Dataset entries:
[start]

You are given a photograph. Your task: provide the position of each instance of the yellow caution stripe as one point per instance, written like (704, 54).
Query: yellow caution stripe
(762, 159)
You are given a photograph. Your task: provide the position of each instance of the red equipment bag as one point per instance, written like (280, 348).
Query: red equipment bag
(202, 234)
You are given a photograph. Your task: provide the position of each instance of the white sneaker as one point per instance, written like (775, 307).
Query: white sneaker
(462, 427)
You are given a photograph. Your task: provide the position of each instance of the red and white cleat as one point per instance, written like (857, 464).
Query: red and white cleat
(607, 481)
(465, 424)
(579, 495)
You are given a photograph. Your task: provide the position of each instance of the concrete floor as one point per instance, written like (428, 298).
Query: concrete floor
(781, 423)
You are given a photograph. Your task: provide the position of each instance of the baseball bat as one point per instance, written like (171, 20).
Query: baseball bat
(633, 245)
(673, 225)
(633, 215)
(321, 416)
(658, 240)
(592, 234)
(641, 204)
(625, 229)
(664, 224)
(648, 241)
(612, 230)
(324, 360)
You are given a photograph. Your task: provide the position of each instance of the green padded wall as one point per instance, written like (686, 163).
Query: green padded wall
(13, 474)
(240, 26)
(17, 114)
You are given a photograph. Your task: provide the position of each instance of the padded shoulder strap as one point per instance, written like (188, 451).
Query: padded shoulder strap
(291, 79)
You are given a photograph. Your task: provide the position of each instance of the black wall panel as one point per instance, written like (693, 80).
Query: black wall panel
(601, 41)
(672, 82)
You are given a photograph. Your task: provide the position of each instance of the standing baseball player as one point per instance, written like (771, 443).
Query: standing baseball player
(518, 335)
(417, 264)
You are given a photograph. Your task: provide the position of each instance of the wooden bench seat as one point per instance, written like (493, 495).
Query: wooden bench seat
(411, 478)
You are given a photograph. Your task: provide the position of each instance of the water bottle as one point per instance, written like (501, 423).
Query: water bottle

[end]

* **What to produce**
Extract every line above exactly as it stands.

* **Solution for this exercise**
You are given a photograph. Your task: provide the position of each instance of the yellow caution stripe as one point per instance, written like (704, 54).
Query: yellow caution stripe
(762, 159)
You are given a photograph. Your task: provide the position of each instance of the red equipment bag as one point per instance, written like (280, 348).
Query: red equipment bag
(202, 234)
You are given a photograph. Your task: provide the position of each instance of the white sneaker as one point per instance, written like (775, 307).
Query: white sneaker
(462, 427)
You are given a photograph. Your task: provide the position of each instance of the red and white cleat as one point per instance, written like (857, 464).
Query: red and white cleat
(607, 481)
(465, 424)
(579, 495)
You are given a photograph. Your task: provide the position of each instance of the concrete floor as one point per instance, written like (428, 298).
Query: concrete floor
(781, 423)
You are given a photograph. Your task: provide the position of each instance of the baseball bat as one point per instance, written like (171, 20).
Query: baseball bat
(633, 245)
(673, 225)
(633, 215)
(321, 416)
(658, 240)
(592, 234)
(641, 204)
(625, 229)
(664, 224)
(648, 241)
(612, 230)
(324, 360)
You are given a photograph. Your task: provide the position of each instance of the green padded wall as one point per instance, written like (686, 163).
Query: green padded wall
(13, 474)
(240, 26)
(17, 114)
You are given a photograph. Your task: provide the position of each instance of the padded shoulder strap as one point per instance, written like (188, 451).
Query: padded shoulder strap
(291, 79)
You are given a photograph. Your task: provide the position of each instance of the black wall panel as one point per instance, written like (693, 80).
Query: black wall panel
(601, 41)
(672, 82)
You are given a photograph. Your task: provide the position of each instance of the standing baseball player as one point per instance, written like (771, 443).
Query: standing baseball player
(518, 335)
(417, 264)
You are given a photograph. Your task: provide the position of each instance of the wooden bench seat as one point per instance, written like (493, 495).
Query: wooden bench seat
(411, 478)
You are given a photograph. Your task: provide the position of each instance of the water bottle as one point per instance, written like (501, 423).
Query: water bottle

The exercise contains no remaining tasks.